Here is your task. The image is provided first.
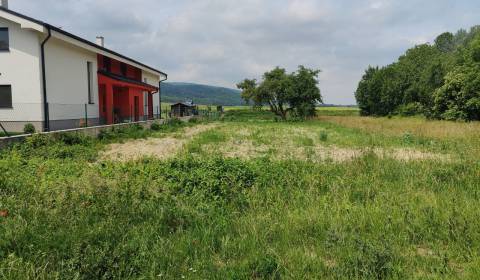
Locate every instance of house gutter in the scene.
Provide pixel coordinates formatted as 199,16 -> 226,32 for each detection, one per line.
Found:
41,26 -> 52,132
159,75 -> 168,118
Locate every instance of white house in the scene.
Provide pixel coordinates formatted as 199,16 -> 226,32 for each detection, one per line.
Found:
0,1 -> 167,132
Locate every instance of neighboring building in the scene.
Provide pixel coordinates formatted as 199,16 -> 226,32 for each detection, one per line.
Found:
171,102 -> 198,117
0,3 -> 167,132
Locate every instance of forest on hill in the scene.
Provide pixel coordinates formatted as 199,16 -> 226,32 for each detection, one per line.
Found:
161,82 -> 243,106
356,26 -> 480,121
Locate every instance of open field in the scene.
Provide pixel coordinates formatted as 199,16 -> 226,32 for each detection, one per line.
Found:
1,110 -> 479,279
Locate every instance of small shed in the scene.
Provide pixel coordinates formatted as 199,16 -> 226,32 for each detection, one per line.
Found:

= = = =

_Your goal_
Your output must be the exact lines from the one containing "Locate every instance of forest" through the end of the data above, both included, and nothing more.

_Expected output_
Locate every instance of forest on hill in the scene.
Provide pixel coordinates formatted as 199,16 -> 226,32 for each detection, one per line.
Found:
161,82 -> 243,106
356,26 -> 480,121
Locate every instance of open field in the scene.
Provide pixel coordinates formatted as 199,16 -> 226,32 for each detection, one per line.
Found:
1,110 -> 479,279
Locate every instance of small shed in the scene.
Provide pixel coordinates formatted as 199,16 -> 226,32 for each detection, one per line.
Found:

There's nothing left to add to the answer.